_Task statement_. How many lines in the rows below contain the string "cathedral"? Reply with the number only.

_Information supplied_.

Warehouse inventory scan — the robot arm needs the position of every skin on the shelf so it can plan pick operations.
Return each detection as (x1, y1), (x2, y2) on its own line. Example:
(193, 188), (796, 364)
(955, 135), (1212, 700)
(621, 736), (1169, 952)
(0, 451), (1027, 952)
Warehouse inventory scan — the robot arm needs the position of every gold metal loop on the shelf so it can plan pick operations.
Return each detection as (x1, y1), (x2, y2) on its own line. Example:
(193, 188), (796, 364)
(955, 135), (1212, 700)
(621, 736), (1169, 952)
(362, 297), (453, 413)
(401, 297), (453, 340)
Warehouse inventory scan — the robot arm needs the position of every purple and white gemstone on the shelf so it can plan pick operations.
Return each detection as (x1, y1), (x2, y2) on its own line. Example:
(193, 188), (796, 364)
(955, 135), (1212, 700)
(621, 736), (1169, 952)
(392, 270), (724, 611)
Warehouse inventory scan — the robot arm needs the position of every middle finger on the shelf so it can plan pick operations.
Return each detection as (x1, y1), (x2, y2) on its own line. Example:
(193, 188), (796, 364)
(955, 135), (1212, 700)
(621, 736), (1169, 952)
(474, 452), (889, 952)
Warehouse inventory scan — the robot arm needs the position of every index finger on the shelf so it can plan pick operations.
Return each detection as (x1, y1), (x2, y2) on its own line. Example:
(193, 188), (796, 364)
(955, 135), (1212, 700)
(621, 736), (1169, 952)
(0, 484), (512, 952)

...

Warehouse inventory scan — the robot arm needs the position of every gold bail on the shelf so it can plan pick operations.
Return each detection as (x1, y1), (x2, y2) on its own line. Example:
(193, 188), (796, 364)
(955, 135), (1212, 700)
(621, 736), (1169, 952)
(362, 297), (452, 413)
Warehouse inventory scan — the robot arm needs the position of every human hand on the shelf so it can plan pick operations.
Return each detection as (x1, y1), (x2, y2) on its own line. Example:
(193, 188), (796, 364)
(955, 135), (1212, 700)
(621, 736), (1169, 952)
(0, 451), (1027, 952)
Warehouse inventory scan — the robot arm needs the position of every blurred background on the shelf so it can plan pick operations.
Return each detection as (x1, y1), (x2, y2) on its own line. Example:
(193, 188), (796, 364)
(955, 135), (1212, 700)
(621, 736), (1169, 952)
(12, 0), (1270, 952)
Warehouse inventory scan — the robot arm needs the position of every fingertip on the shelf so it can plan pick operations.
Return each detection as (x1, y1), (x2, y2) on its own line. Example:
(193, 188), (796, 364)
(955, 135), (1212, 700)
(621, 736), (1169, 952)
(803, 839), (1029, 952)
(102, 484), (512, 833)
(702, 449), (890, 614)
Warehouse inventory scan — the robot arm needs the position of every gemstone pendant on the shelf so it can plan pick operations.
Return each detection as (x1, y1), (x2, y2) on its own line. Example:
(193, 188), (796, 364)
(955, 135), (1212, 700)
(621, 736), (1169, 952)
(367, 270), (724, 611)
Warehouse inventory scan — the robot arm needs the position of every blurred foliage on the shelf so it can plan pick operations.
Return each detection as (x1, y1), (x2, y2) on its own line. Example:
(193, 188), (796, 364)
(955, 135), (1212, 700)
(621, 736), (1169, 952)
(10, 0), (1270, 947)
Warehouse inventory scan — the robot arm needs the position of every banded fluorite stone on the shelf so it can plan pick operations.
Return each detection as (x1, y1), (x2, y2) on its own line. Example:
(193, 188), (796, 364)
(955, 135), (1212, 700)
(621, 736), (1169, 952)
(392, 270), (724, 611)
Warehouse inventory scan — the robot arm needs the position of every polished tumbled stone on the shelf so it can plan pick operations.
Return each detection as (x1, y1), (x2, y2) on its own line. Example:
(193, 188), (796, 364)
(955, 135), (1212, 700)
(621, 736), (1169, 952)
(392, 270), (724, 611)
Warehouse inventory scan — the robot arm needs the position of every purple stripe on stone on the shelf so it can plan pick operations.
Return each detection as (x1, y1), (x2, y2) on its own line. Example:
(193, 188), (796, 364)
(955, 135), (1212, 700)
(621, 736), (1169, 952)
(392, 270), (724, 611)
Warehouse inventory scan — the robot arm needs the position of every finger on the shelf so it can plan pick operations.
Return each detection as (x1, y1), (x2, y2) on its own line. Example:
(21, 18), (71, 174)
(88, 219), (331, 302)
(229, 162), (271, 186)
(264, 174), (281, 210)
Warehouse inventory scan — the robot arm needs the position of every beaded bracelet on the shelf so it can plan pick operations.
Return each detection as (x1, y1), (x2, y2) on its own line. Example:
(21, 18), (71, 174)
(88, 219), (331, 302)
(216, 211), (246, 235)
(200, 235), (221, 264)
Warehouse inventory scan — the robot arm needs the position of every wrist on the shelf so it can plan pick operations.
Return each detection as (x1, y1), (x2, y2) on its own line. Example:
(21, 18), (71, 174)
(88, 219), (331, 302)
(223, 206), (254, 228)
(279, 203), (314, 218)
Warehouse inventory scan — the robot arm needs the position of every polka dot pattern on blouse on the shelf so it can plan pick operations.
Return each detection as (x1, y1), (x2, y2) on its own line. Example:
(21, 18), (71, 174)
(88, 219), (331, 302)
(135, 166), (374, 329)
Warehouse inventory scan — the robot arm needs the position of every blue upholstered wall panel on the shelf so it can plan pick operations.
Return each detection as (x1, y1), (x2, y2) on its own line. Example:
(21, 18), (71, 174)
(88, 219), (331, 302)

--

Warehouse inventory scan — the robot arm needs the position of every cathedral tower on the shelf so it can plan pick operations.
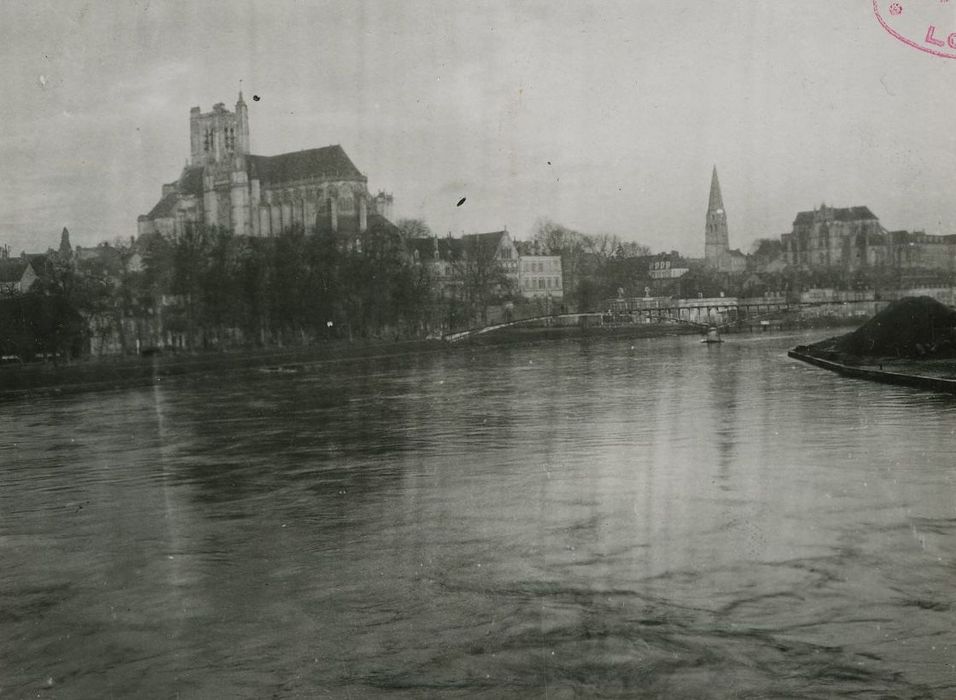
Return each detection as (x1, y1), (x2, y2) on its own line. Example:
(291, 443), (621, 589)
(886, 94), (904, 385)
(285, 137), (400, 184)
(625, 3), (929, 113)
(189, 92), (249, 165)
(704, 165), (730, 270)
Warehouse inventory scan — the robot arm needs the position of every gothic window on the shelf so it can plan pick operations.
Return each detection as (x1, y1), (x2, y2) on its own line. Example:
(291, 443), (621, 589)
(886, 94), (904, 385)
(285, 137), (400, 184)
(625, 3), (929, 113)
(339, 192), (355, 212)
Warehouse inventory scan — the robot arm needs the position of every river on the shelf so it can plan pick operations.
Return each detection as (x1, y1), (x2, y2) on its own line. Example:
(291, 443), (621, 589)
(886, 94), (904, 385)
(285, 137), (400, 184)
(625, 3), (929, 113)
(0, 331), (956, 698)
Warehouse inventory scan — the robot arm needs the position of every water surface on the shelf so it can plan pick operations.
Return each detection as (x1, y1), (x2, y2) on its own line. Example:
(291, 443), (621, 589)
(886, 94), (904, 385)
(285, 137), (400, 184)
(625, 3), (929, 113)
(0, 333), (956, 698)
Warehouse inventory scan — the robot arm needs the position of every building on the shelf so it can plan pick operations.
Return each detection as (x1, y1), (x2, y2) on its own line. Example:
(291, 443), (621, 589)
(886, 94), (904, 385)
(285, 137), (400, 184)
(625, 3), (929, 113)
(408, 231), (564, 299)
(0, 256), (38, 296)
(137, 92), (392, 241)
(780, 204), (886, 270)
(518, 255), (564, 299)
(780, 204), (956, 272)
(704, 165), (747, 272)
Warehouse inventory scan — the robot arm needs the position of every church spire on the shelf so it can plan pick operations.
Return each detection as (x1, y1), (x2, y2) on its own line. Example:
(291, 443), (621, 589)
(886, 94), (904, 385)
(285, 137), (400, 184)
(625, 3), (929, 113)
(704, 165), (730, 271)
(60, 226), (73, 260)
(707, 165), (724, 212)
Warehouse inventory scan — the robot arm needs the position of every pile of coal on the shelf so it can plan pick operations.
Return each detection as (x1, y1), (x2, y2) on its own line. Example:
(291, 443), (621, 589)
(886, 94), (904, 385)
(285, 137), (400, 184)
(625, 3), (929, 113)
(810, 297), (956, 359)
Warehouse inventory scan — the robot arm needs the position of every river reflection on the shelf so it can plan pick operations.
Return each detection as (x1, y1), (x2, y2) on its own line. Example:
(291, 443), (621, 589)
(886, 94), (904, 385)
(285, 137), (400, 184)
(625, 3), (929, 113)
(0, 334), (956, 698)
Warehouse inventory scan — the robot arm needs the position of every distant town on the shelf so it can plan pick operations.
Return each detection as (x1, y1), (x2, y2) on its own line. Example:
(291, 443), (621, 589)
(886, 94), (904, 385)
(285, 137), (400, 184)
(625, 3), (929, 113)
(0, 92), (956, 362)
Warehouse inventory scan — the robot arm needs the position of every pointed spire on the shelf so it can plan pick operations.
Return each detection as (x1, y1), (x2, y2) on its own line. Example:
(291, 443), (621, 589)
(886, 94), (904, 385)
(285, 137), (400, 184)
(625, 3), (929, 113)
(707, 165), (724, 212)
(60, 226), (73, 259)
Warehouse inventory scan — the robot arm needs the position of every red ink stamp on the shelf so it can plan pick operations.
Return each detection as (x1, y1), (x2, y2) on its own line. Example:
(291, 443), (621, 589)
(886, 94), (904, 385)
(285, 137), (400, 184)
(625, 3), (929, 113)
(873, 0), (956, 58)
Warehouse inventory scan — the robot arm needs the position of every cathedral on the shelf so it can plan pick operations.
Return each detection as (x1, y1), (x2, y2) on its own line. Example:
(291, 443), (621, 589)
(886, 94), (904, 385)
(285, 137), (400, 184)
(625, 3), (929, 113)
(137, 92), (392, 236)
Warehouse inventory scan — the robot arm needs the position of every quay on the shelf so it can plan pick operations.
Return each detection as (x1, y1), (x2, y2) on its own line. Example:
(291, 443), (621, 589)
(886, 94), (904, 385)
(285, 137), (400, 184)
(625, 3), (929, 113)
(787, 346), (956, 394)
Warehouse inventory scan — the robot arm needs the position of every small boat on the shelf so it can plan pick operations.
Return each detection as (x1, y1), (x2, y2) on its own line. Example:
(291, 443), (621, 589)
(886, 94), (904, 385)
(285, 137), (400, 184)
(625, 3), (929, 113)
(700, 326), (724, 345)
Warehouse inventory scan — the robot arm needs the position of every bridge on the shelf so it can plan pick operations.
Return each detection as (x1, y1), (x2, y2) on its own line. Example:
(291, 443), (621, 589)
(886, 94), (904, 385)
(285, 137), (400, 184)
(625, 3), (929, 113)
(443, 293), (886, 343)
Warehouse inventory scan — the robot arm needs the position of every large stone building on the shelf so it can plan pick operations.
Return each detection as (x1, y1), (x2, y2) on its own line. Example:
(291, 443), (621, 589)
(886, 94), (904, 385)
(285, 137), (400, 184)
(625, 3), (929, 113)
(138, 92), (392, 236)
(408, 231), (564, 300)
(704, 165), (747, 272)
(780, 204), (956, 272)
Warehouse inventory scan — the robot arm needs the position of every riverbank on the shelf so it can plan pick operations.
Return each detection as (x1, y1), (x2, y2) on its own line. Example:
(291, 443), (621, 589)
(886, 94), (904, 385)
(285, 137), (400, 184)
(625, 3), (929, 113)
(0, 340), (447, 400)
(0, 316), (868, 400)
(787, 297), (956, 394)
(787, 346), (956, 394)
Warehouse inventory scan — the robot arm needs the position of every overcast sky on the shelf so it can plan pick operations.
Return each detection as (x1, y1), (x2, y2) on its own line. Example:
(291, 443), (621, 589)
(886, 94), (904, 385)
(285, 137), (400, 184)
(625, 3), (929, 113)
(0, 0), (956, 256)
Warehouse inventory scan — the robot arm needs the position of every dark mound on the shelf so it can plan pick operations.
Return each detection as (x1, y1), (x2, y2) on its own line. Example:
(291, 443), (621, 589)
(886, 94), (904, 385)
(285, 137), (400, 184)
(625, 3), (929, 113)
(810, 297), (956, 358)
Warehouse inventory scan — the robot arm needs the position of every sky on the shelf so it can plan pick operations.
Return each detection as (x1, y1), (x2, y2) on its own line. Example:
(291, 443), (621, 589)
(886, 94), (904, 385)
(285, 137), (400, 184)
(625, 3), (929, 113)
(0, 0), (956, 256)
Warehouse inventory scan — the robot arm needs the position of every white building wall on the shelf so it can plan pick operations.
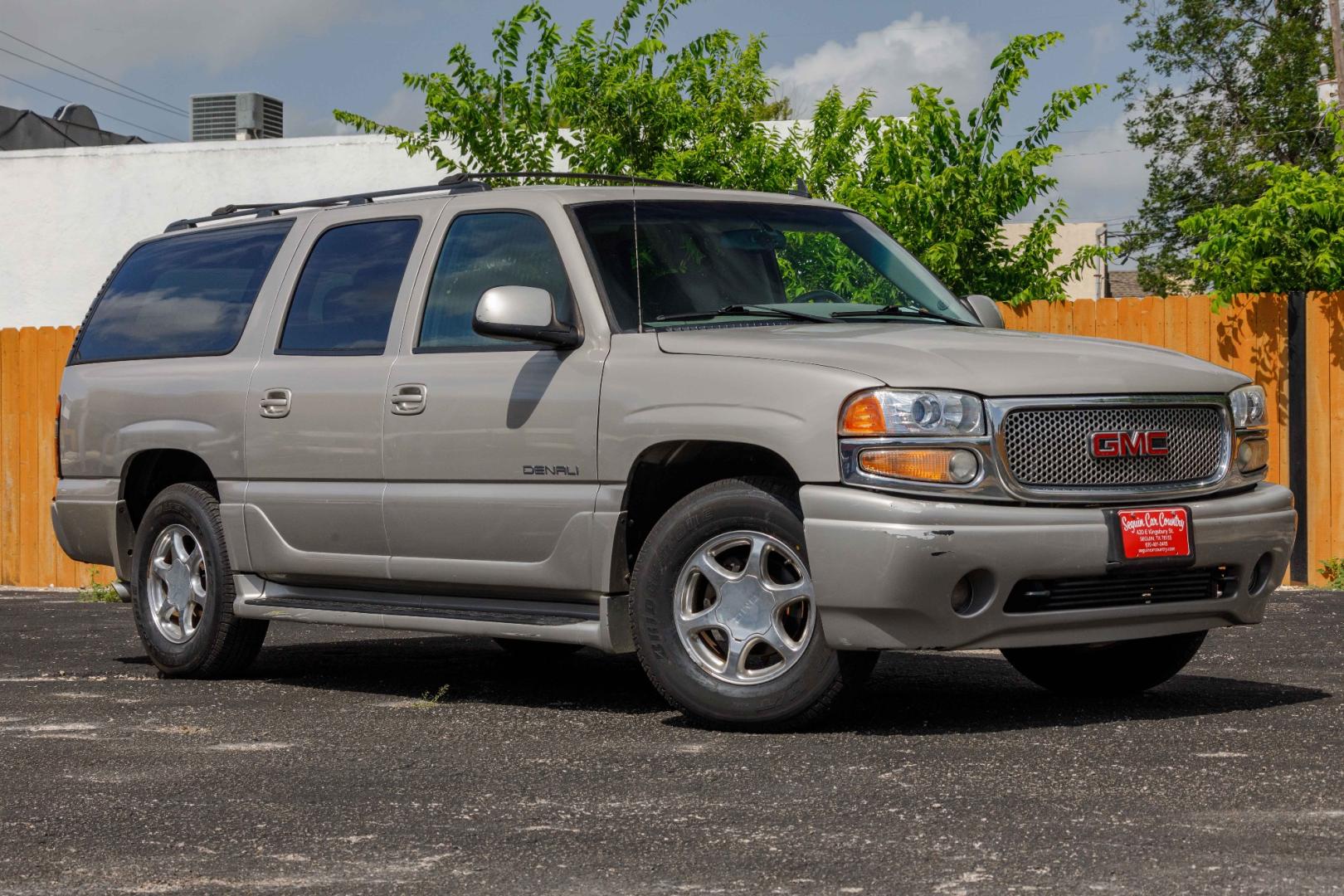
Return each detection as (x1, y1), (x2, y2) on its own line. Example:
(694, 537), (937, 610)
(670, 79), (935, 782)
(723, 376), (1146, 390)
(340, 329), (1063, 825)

_Finished task_. 2